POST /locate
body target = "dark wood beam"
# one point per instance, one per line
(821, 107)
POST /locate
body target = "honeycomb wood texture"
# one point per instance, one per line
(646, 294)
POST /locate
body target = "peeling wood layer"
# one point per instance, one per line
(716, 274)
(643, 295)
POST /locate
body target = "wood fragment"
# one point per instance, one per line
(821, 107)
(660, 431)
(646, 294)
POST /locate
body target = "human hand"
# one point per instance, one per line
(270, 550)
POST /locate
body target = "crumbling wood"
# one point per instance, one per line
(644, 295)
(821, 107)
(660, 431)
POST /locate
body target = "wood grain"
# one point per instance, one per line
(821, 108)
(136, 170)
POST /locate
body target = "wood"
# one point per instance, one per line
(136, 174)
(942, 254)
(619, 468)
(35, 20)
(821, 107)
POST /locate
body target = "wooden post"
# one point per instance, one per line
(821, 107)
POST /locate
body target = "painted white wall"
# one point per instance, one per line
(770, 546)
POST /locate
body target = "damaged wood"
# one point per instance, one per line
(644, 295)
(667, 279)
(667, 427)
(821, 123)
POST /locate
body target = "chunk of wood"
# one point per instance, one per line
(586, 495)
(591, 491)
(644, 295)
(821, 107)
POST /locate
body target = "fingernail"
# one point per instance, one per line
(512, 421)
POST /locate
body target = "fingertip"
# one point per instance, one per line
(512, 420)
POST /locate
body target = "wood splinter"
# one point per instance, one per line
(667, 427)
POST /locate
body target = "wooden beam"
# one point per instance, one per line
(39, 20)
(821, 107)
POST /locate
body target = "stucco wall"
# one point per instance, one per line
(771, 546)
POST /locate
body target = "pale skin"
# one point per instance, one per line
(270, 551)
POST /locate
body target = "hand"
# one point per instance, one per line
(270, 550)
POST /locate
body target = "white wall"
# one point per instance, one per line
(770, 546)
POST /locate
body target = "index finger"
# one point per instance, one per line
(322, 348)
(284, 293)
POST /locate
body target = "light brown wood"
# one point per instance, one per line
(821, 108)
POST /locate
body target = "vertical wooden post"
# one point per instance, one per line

■ ■ ■ ■

WORK TO BE COMPLETED: Each line of the material should be returned exactly as it stands.

EXERCISE RESPONSE:
POST /locate
body target = "dark wood beam"
# one point per instance, one per line
(821, 107)
POST /locate
body target = "honeycomb wood texture"
# one point per instance, one per line
(646, 294)
POST /locate
body target = "peeling wood layer"
# one point per instance, one per line
(716, 274)
(643, 295)
POST /locate
body target = "wood fragment"
# one point per instance, one per line
(821, 107)
(660, 431)
(646, 294)
POST /locate
body target = "human hand"
# one point per instance, one per line
(270, 550)
POST /locate
body target = "crumbling wood"
# one point per instance, one per line
(644, 295)
(821, 107)
(660, 431)
POST /locate
body target = "wood grain"
# one point per instance, one per line
(821, 108)
(136, 170)
POST /locate
body target = "wood"
# one point per instance, one per line
(136, 174)
(942, 254)
(619, 468)
(35, 20)
(821, 107)
POST /locate
body target = "wooden post"
# one point per instance, one per line
(821, 107)
POST /locate
body target = "painted white wall"
# one point per instance, one per line
(770, 546)
POST /locate
body target = "damaged wood"
# one point per instance, one per line
(644, 295)
(667, 279)
(667, 427)
(821, 123)
POST /locate
body target = "chunk of wood"
# one point per instance, one per line
(586, 495)
(591, 491)
(644, 295)
(821, 107)
POST /locate
body target = "fingernail"
# one point per instance, one per line
(512, 421)
POST /locate
body target = "fingertip"
# one point per instance, one per line
(512, 420)
POST /locate
body target = "wood splinter"
# one point per instance, one per line
(667, 427)
POST /locate
body target = "wooden beam"
# one point per instance, one per line
(39, 20)
(821, 107)
POST /locate
body target = "stucco wall"
# one point per instance, one per line
(771, 546)
POST /locate
body target = "pale skin"
# one point per instance, one per line
(270, 551)
POST /locate
body target = "hand"
# one point per instance, one per line
(270, 550)
POST /locate
body target = "white wall"
# one point per instance, one per line
(770, 546)
POST /locate
body target = "index finger"
# one point per instance, one per line
(322, 348)
(284, 293)
POST /locate
body target = "light brown wood"
# one point per instance, one per line
(821, 108)
POST /locate
body target = "vertical wooden post"
# one point per instance, one per line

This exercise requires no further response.